╭──

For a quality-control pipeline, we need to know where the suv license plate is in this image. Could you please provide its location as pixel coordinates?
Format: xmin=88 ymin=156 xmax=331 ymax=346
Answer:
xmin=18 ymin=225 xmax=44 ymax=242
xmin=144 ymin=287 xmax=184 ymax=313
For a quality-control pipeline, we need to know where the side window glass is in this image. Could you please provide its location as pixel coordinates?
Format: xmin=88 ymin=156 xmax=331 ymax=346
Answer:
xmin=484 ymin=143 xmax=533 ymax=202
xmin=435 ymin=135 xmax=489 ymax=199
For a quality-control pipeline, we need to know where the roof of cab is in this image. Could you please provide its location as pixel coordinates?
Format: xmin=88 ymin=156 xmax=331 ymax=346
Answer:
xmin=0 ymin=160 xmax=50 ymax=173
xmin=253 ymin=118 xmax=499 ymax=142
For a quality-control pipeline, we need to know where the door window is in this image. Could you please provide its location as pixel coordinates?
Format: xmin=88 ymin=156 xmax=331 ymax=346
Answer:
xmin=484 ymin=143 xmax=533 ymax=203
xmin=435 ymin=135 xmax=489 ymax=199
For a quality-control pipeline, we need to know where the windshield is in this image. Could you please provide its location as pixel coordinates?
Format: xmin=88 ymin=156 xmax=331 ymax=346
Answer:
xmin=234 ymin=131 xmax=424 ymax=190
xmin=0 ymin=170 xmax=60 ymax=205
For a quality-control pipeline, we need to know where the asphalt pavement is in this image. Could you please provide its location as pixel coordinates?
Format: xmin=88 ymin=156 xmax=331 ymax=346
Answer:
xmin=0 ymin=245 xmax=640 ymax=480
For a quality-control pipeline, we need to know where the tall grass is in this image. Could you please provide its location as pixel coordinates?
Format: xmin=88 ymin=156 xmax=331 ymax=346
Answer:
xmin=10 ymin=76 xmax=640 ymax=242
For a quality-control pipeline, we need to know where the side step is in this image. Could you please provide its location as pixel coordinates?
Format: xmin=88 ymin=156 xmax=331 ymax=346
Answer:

╰──

# GOAL:
Please turn all of the data above into a numbered list with one line per item, leaving out any blank lines.

# TASK RESULT:
1. For a quality-control pipeline, we need to know where the suv license plate is in this image. Could you please provide its location as pixel coordinates?
2. Format: xmin=88 ymin=156 xmax=331 ymax=346
3. Answer:
4. xmin=18 ymin=225 xmax=44 ymax=242
5. xmin=144 ymin=287 xmax=184 ymax=313
6. For a quality-control pipeline, we need to know where the side window glass is in this image. Could you please provide its location as pixel coordinates?
7. Format: xmin=88 ymin=156 xmax=331 ymax=346
8. Answer:
9. xmin=484 ymin=143 xmax=533 ymax=202
10. xmin=435 ymin=135 xmax=489 ymax=199
11. For a quality-control pipeline, we need to know where the roof of cab is in this image. Could you please provide its location as pixel coordinates?
12. Format: xmin=88 ymin=156 xmax=331 ymax=346
13. Answer:
14. xmin=0 ymin=160 xmax=50 ymax=173
15. xmin=253 ymin=118 xmax=499 ymax=142
16. For a quality-control pipeline, we need to know where the door window is in this image. Could you please provide its location as pixel coordinates?
17. Format: xmin=88 ymin=156 xmax=331 ymax=346
18. Answer:
19. xmin=484 ymin=143 xmax=533 ymax=203
20. xmin=435 ymin=135 xmax=489 ymax=199
21. For a quality-control pipeline, we need to know where the windshield is in this image. Could you please provide its location as pixel coordinates?
22. Format: xmin=88 ymin=156 xmax=331 ymax=346
23. Answer:
24. xmin=234 ymin=131 xmax=424 ymax=190
25. xmin=0 ymin=170 xmax=60 ymax=205
26. For a quality-control pipeline, we need to know where the asphalt pavement is in this image. Could you please provide its location as pixel coordinates?
27. Format: xmin=88 ymin=156 xmax=331 ymax=346
28. Answer:
29. xmin=0 ymin=245 xmax=640 ymax=480
30. For a quality-control pipeline, we need to know where the tall grass is in this image. Could you please provide its location as pixel coordinates?
31. Format: xmin=88 ymin=156 xmax=331 ymax=346
32. Answer:
33. xmin=10 ymin=76 xmax=640 ymax=242
34. For a quality-control pipeline, we need to know where the side step is in this image. Could you please provide its location as pixel coordinates?
35. Format: xmin=88 ymin=156 xmax=331 ymax=346
36. Answer:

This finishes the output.